= Triple (novel) =

Spy novel by Ken Follett

First edition
(publ. MacDonald & Jane's Publishers Ltd)

Triple is a spy thriller novel written by British author Ken Follett. It was originally published in 1979. The background of the plot is Operation Plumbat, a 1968 covert operation carried out by Mossad that did not become publicly known about until 1977.

==Plot summary==
The book's prologue describes a chance meeting of several people in Oxford University in 1947. The main character is Nathaniel "Nat" Dickstein, a victim of experimentation in the Nazi concentration camps who later becomes an Israeli agent; also the American Alan "Al" Cortone, of Italian origin, whose life Dickstein saved in Sicily; and the Russian chessmaster David Rostov, who subsequently joins the KGB. The three go together to a sherry party given by Professor Ashford, who teaches Hebrew Literature at Oxford. Dickstein, who is studying under Ashford, is in love with his Lebanese wife Eila, but there are rival suitors. Another guest, Yasif Hassan, of Palestinian origin, has an affair with Eila, as later seen in Professor Ashford's garden. Ashford's daughter, Suza, also makes an appearance.

In the first chapters Pierre Bourg, the head of the Mossad, finds out in 1968 that Egypt is building a nuclear reactor in the Western Desert, in order to produce a nuclear bomb. He assigns his best agent, Nat Dickstein, to steal about two hundred tons of uranium ore for Israel, to pre-empt the potential Egyptian threat and to enable them to build a nuclear bomb themselves. Dickstein has to ensure that nobody suspects Israeli participation in the theft.

Dickstein travels to Luxembourg to obtain documentation on all uranium shipments from the EURATOM agency located there. He eventually achieves this by blackmailing a EURATOM employee. In his hotel he has a chance encounter with Yasif Hassan, who is now an Egyptian Mukhabarat agent. As a result of this the KGB gets onto Dickstein's tail. For practical reasons, and also because in 1948 he successfully hijacked an arms shipment at sea, Dickstein decides to make the uranium theft from a maritime transport of yellowcake ore, from a freighter called the Coparelli.

Dickstein is persistently followed by Rostov's KGB group, to which Hassan now also belongs. This culminates in the tailing of all Israeli diplomats in London by the KGB. Despite this, Dickstein succeeds in repeatedly shaking off his pursuers. He travels to Oxford to see Professor Ashford again. Instead of his former teacher, the now grown-up daughter Suza Ashford answers the door. They have a candid conversation and fall in love. A short time later, Hassan visits the Professor (whose sympathies were already pro-Arab), and tells him of Dickstein's true activities and plans.
The two persuade Suza to help eliminate Dickstein. She pretends to go along with this in order to be in a better position to warn her lover of this danger. Hassan also intends to deliver the uranium to the Palestinian Fedayeen, betraying both Rostov and the Egyptians.

Collected material:
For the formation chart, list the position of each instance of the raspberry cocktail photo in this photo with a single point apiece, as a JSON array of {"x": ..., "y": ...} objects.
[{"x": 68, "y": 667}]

Task 1: Quote the stretch of the article on Triple from "In the first" through "in the theft.".
Task 2:
Answer these questions from the article on Triple:
(a) In what year was the novel first published?
(b) To which country does Dickstein travel to get documentation on uranium shipments?
(c) What is the name of the freighter whose yellowcake cargo Dickstein plans to steal?
The data is separate material, unconnected to the article on Triple.

Task output 1:
In the first chapters Pierre Bourg, the head of the Mossad, finds out in 1968 that Egypt is building a nuclear reactor in the Western Desert, in order to produce a nuclear bomb. He assigns his best agent, Nat Dickstein, to steal about two hundred tons of uranium ore for Israel, to pre-empt the potential Egyptian threat and to enable them to build a nuclear bomb themselves. Dickstein has to ensure that nobody suspects Israeli participation in the theft.

Task output 2:
(a) 1979
(b) Luxembourg
(c) The Coparelli